#### [EXERCISE INPUT]

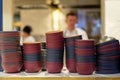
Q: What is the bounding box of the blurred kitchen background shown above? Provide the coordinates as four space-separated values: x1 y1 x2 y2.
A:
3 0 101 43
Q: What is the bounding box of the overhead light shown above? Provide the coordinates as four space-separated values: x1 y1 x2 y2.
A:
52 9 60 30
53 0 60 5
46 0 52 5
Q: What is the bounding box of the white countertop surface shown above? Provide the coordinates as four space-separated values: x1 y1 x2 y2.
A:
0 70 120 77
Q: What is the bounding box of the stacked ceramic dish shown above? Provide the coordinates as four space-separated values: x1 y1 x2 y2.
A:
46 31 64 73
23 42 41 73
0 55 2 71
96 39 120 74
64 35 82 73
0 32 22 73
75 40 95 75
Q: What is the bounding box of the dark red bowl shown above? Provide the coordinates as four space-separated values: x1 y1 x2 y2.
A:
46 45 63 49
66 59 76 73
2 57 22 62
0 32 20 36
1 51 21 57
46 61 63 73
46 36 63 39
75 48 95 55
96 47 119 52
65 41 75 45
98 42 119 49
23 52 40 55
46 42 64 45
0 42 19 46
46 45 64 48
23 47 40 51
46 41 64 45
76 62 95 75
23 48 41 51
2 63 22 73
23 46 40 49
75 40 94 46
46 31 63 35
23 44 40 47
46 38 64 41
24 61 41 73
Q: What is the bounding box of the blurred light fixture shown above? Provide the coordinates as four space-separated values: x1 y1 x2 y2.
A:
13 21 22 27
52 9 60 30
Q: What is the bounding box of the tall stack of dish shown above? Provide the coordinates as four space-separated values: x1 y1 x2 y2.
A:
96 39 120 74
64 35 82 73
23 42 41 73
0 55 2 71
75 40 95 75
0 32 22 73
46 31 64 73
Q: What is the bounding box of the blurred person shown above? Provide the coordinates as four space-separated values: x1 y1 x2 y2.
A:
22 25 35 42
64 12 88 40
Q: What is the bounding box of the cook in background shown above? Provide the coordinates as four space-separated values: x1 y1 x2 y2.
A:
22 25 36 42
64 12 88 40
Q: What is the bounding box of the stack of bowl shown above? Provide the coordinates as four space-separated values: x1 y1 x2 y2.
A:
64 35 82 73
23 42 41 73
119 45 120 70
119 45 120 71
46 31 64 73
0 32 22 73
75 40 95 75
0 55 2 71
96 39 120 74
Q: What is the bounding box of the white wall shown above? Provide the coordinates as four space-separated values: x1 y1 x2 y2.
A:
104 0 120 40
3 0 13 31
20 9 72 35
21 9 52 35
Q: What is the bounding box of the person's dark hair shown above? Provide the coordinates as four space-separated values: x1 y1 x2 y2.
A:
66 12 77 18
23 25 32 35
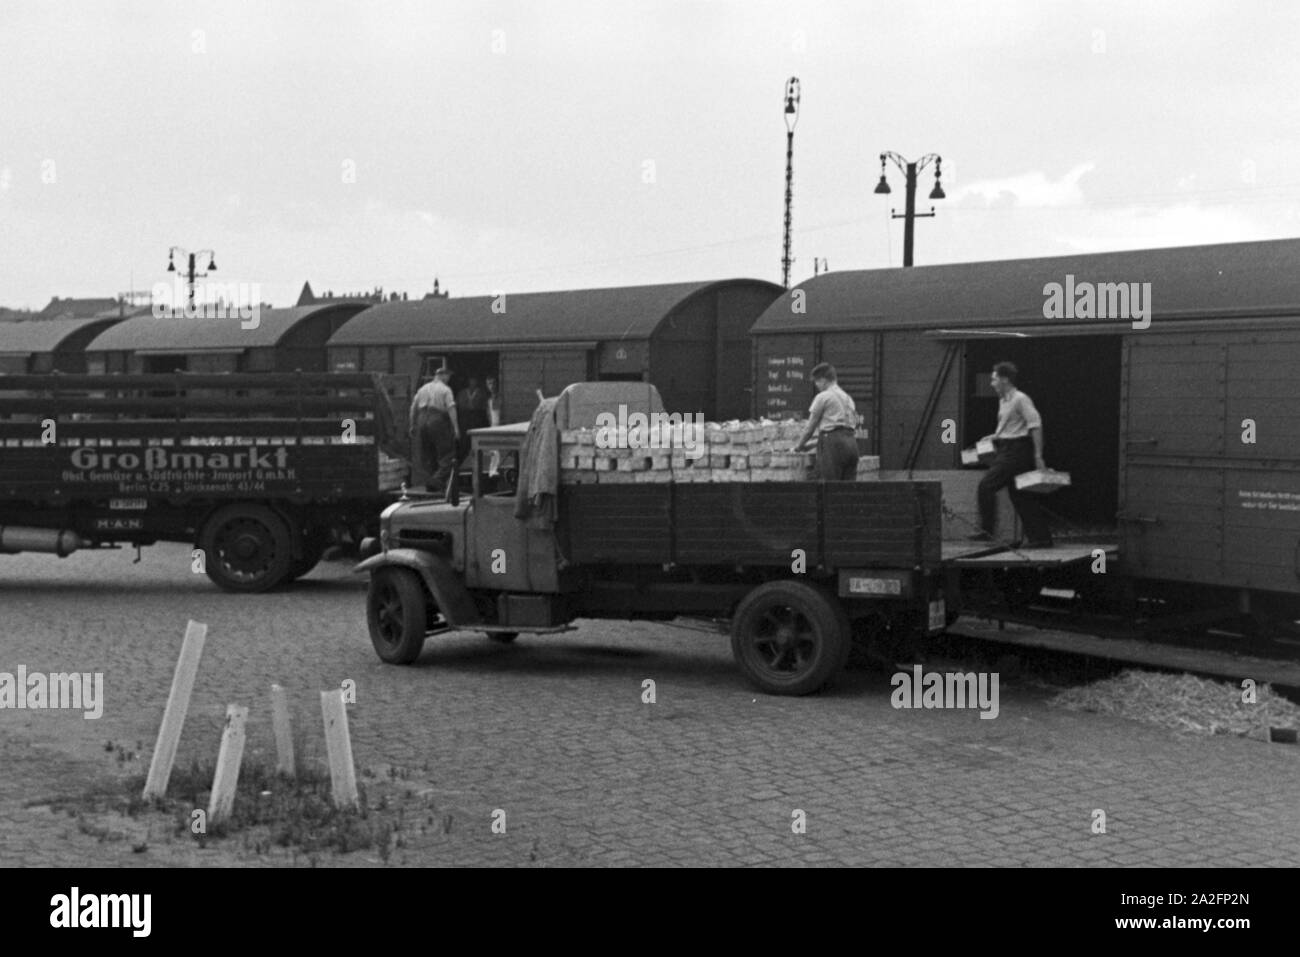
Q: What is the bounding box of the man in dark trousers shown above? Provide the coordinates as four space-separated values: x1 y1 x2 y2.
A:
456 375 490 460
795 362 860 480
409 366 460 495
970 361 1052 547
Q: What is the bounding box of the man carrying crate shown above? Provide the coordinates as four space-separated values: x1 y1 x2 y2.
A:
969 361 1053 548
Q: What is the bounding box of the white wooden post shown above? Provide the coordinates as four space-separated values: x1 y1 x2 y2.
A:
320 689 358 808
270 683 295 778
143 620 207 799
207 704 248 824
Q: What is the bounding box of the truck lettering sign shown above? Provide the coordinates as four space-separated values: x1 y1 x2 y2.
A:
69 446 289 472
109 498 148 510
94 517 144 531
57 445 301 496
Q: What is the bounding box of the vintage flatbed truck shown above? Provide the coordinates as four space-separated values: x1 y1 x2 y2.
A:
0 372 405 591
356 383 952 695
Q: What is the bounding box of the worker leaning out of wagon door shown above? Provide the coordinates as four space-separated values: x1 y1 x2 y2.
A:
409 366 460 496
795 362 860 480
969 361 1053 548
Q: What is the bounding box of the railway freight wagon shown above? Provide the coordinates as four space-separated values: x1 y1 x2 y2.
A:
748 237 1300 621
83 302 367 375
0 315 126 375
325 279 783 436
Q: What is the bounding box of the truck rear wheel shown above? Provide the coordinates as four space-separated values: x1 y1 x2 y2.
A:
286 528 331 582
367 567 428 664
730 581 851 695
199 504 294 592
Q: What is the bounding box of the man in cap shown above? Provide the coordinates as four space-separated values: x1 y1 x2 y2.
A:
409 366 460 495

...

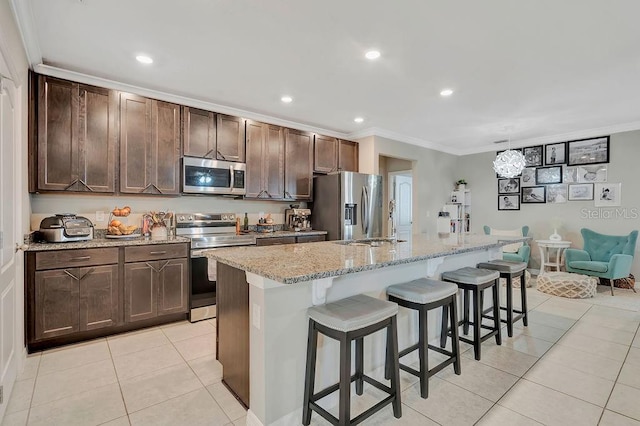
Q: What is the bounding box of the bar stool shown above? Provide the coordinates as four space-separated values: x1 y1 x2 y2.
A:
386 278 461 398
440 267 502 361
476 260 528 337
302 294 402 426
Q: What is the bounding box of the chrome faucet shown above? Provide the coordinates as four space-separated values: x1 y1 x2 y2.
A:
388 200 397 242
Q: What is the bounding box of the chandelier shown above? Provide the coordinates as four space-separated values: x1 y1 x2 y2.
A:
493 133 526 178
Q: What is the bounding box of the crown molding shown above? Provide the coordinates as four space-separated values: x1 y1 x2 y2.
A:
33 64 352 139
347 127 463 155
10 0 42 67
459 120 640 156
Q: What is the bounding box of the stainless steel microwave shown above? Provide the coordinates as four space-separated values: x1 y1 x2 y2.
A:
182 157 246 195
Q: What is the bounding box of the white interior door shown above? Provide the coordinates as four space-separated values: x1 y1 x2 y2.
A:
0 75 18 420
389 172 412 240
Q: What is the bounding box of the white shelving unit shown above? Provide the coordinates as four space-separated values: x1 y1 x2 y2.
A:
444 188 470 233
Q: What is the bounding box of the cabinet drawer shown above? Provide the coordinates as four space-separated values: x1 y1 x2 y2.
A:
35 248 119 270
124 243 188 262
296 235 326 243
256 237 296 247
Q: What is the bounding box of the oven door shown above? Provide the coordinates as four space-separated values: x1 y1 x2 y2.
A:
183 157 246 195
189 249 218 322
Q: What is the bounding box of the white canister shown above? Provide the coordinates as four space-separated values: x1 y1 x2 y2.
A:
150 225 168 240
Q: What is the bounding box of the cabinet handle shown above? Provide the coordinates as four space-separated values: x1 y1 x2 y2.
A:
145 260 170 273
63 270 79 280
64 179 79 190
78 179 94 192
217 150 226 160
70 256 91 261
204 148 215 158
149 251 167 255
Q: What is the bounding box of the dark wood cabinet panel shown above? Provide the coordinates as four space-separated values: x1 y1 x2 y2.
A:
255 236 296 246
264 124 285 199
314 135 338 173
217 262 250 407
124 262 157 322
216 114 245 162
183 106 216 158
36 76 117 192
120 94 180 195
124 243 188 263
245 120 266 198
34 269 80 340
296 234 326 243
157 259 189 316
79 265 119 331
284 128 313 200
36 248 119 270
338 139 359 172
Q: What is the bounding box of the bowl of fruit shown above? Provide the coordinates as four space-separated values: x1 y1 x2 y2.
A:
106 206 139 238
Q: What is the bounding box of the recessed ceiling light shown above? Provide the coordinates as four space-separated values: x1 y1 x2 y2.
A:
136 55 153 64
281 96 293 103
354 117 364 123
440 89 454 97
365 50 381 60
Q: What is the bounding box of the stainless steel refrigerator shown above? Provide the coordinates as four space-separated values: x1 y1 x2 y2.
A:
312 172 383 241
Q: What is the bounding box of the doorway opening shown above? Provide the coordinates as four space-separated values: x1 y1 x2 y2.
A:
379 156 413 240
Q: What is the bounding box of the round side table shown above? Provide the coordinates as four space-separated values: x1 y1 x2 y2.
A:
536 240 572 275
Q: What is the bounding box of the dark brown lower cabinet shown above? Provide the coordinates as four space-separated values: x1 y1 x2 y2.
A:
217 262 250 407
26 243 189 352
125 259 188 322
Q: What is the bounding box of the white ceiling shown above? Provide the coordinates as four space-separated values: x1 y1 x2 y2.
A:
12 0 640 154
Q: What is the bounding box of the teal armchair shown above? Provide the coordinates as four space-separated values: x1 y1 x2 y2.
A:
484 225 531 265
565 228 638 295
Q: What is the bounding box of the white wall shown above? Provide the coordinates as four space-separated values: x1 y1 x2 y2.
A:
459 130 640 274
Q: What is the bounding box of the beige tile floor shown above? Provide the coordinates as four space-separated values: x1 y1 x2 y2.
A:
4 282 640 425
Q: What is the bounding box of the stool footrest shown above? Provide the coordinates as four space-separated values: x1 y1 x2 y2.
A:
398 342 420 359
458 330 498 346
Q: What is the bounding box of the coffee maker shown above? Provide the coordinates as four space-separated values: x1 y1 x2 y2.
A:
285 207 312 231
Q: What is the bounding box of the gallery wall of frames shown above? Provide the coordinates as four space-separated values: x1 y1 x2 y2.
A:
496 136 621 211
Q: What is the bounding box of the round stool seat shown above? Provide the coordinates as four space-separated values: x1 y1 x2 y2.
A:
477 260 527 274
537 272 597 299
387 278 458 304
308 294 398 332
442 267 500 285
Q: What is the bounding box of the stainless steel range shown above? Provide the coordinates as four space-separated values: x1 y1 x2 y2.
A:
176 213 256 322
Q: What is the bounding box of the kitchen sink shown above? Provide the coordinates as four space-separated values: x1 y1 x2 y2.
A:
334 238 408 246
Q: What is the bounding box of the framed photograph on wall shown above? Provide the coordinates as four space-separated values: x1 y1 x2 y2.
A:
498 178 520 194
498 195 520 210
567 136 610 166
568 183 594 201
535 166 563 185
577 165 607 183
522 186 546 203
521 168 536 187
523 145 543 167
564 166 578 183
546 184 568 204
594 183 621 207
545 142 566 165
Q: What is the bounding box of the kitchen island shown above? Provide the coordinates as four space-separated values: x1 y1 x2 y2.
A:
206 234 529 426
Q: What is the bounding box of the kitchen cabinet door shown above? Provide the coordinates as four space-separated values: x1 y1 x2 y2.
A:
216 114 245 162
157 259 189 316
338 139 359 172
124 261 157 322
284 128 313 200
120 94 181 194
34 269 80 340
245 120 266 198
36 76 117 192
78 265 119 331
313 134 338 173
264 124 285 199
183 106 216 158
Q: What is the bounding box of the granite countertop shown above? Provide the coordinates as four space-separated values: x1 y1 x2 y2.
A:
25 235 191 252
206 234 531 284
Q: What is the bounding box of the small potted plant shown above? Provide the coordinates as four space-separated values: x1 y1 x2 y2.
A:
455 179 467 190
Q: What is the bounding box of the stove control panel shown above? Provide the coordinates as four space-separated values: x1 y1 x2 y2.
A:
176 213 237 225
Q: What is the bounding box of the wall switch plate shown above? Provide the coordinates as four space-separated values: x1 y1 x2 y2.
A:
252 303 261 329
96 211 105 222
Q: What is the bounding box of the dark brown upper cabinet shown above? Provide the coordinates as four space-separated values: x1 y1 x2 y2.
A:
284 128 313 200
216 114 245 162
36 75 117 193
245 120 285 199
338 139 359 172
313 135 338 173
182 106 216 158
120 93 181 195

--

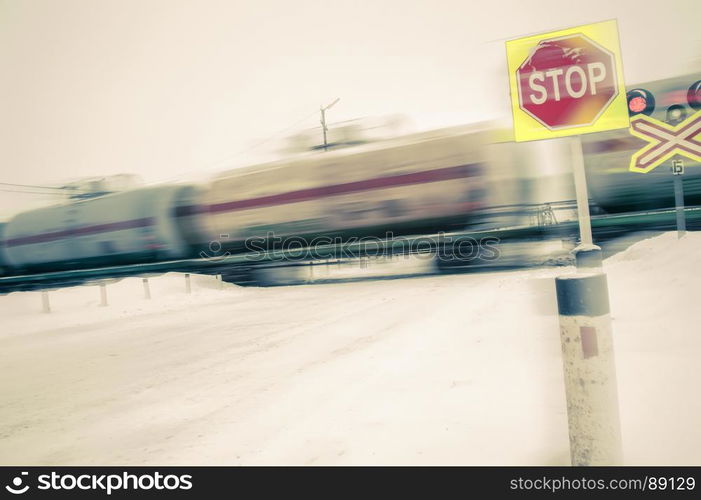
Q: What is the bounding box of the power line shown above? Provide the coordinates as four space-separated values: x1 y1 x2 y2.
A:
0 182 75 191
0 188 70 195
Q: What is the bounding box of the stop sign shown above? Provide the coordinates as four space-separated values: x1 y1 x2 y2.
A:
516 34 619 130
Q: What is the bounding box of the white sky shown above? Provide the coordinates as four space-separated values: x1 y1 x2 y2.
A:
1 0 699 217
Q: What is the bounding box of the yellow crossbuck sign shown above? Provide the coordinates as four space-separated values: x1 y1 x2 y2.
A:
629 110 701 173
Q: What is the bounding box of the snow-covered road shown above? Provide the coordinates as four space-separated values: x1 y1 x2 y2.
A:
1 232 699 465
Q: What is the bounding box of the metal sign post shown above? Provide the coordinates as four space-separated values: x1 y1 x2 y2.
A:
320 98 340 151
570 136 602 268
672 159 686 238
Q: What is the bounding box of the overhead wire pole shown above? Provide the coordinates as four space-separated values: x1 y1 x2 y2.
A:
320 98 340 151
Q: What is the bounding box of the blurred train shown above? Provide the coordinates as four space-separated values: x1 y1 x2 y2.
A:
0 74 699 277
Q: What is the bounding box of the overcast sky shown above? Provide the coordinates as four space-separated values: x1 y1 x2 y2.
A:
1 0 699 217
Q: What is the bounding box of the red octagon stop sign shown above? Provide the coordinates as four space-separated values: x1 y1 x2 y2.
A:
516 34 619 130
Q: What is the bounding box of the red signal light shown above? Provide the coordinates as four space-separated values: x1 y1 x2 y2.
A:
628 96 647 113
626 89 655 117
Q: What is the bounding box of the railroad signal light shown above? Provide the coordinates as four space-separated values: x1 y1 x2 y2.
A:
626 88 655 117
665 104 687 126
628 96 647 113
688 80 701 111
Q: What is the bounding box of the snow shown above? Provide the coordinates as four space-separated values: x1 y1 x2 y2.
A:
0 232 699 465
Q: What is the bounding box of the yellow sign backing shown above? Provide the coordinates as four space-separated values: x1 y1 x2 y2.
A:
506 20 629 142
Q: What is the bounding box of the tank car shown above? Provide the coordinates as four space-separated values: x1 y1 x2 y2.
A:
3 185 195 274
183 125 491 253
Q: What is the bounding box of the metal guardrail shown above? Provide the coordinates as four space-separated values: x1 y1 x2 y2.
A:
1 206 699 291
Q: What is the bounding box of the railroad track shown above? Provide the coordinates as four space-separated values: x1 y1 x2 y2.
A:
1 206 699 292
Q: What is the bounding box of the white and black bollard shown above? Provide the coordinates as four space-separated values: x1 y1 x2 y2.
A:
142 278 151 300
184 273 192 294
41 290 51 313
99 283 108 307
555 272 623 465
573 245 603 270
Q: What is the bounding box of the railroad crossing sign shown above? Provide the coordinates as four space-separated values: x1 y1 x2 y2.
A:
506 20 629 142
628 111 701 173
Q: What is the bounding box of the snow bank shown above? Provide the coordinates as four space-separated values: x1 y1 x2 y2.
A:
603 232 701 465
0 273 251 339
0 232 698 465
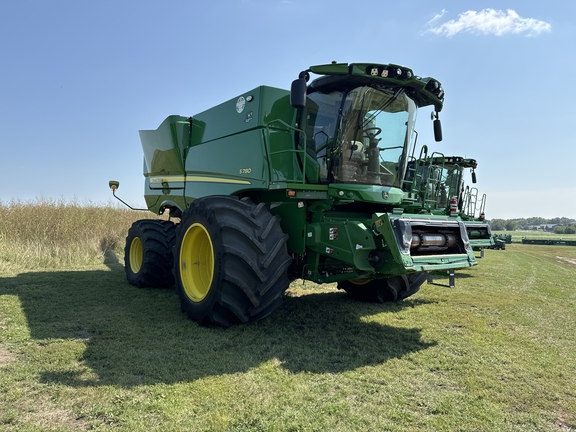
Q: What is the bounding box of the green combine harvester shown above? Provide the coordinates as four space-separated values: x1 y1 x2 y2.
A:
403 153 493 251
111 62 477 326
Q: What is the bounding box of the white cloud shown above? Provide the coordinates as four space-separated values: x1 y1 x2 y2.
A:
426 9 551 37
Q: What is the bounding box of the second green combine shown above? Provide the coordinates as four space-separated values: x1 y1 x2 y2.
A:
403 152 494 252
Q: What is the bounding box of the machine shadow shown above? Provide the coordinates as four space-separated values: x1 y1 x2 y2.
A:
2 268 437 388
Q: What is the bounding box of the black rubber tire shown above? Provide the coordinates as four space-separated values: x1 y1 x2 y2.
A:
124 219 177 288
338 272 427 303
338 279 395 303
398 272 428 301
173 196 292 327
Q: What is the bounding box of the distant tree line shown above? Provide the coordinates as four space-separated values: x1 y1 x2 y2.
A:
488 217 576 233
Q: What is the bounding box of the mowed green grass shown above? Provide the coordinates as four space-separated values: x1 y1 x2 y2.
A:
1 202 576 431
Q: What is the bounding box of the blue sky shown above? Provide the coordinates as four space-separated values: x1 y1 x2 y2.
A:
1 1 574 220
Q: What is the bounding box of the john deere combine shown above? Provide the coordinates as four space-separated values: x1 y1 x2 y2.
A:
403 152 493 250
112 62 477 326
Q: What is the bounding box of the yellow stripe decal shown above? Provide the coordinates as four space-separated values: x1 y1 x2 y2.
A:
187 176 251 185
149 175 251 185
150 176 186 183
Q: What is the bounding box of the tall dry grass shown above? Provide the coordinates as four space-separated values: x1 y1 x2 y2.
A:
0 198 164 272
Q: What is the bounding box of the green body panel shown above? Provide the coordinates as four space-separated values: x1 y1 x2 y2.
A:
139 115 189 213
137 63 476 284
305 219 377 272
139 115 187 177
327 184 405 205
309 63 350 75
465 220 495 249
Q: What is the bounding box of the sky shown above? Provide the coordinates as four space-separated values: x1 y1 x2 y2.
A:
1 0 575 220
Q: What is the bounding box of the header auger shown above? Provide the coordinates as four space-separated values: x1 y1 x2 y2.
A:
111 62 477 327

#### [WHAT IS NEEDED]
Filter the listing above by the word "snow"; copy each line that passes.

#### [RESULT OF THIS EXERCISE]
Q: What is the bounding box of the snow-covered road shown above? Provide the coordinates as four space-separated values: x1 y1 x2 y2.
Q: What is the bounding box of the snow shown above? Provide the coordinates as four space-separated values: x1 y1 x2 y2.
Q: What is the bounding box of the snow bank shown above? Provide the coordinates as four space-separated values: x1 y1 x2 y2.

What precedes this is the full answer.